Salin tanpa perubahan baris-baris catatan mulai dari baris yang memuat "Expected: the pointer indicates a point on the door trim, one" hingga akhir catatan. Jangan sertakan gambar dalam jawaban.
════════════════
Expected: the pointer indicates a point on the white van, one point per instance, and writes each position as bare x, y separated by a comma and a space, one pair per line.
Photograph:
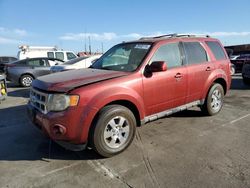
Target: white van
44, 51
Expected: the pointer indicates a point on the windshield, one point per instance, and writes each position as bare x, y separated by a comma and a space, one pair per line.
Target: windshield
125, 57
73, 61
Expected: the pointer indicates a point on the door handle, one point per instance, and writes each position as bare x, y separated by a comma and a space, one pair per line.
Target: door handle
208, 69
178, 76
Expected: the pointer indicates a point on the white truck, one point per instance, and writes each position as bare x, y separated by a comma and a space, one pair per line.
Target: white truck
44, 51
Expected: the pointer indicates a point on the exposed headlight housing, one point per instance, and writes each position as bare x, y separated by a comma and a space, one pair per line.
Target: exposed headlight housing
60, 102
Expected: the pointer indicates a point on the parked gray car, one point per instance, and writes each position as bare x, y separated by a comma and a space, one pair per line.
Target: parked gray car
25, 71
5, 60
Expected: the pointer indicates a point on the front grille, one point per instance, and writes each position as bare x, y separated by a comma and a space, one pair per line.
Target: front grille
39, 100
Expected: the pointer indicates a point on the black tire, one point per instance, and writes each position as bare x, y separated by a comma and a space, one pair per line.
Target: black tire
26, 80
214, 100
107, 140
246, 80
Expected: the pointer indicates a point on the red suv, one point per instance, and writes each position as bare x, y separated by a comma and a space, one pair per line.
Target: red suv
131, 84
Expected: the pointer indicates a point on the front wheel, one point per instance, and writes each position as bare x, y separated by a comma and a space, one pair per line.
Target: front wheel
214, 100
113, 130
26, 80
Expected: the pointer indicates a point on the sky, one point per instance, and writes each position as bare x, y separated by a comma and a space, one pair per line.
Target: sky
71, 24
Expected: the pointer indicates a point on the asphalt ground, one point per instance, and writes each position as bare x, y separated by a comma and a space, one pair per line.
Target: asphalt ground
186, 149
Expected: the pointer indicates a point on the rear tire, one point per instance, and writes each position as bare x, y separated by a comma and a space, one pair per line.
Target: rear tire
26, 80
214, 100
246, 80
232, 69
113, 130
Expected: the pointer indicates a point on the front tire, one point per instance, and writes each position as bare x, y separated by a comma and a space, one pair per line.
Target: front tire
26, 80
113, 130
214, 100
246, 80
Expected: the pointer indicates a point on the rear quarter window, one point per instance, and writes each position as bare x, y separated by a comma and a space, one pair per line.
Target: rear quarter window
217, 50
195, 53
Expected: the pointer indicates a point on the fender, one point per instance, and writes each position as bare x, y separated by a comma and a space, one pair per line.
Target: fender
108, 96
216, 74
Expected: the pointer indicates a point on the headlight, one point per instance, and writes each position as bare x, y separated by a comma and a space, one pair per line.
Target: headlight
59, 102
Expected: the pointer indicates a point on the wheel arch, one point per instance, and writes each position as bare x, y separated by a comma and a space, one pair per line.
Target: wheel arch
223, 83
27, 73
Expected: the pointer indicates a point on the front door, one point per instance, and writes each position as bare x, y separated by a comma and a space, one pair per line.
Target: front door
198, 69
166, 90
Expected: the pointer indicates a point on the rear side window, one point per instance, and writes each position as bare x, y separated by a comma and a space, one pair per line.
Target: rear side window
216, 49
195, 53
37, 63
50, 55
70, 55
169, 53
60, 55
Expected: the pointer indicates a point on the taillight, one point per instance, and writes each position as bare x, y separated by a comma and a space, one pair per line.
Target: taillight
10, 65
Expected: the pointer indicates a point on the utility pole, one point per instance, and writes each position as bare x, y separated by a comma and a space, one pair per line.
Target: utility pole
89, 46
85, 40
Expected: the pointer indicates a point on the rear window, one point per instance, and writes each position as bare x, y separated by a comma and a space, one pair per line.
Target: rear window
195, 53
216, 49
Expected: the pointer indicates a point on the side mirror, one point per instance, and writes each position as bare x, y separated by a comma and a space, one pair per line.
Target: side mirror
158, 66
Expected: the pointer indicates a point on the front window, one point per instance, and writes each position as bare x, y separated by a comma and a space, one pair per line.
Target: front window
70, 55
76, 60
60, 55
125, 57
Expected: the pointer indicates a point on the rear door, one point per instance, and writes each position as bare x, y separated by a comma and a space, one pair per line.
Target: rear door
166, 90
199, 67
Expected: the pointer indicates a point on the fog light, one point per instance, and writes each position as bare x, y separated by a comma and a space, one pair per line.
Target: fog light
59, 129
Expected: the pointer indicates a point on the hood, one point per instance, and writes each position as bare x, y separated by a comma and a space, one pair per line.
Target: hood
68, 80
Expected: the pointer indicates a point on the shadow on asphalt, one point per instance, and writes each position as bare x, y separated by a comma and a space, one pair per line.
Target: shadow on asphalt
189, 113
237, 83
20, 140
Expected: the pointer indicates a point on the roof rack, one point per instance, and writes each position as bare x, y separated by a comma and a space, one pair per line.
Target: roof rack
175, 35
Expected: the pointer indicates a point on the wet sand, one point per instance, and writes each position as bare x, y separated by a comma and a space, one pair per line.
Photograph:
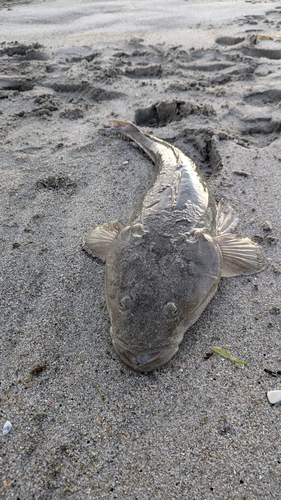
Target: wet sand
205, 77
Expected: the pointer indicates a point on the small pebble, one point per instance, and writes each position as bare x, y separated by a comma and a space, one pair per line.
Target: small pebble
274, 396
266, 225
7, 427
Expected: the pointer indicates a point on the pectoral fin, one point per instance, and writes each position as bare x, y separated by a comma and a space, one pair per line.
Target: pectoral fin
97, 241
239, 255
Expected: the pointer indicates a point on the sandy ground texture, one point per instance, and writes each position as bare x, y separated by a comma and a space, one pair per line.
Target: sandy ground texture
206, 77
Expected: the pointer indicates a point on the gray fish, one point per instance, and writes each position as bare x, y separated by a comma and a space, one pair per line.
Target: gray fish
164, 266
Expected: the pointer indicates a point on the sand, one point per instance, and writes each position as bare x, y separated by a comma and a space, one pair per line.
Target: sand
206, 77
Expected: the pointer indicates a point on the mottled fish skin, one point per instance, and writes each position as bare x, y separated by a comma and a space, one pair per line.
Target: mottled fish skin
164, 266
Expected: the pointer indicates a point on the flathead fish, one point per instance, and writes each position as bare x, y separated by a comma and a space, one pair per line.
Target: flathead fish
164, 266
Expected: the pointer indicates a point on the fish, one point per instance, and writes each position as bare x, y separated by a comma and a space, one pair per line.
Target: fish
163, 267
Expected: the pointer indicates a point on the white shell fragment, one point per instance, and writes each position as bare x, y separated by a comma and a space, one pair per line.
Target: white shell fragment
274, 396
7, 427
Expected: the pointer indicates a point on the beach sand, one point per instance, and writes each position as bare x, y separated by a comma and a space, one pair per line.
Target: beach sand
204, 76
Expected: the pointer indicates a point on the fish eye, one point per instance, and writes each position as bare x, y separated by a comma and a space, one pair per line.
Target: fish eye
171, 310
125, 303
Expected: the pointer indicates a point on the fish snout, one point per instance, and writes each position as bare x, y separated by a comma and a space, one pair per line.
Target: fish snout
145, 361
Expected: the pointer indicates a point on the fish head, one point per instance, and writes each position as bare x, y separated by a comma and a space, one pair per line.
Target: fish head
156, 288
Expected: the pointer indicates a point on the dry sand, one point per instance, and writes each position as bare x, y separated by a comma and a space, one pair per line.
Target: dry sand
205, 76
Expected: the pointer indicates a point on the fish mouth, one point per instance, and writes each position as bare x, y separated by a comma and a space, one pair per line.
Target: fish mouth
146, 361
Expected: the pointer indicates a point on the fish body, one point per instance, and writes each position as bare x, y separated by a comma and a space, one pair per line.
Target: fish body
164, 266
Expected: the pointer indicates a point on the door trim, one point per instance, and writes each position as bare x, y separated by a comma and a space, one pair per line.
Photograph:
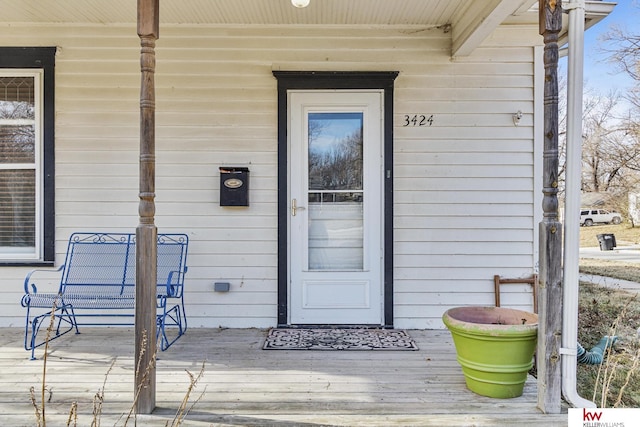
════════════════
▶ Jawaban Tugas
Expected: the pointer indicates a point on the door trim, one point per instance, and writes each position as bare x, y separated by a comma and a space, one pair per line.
Photograph:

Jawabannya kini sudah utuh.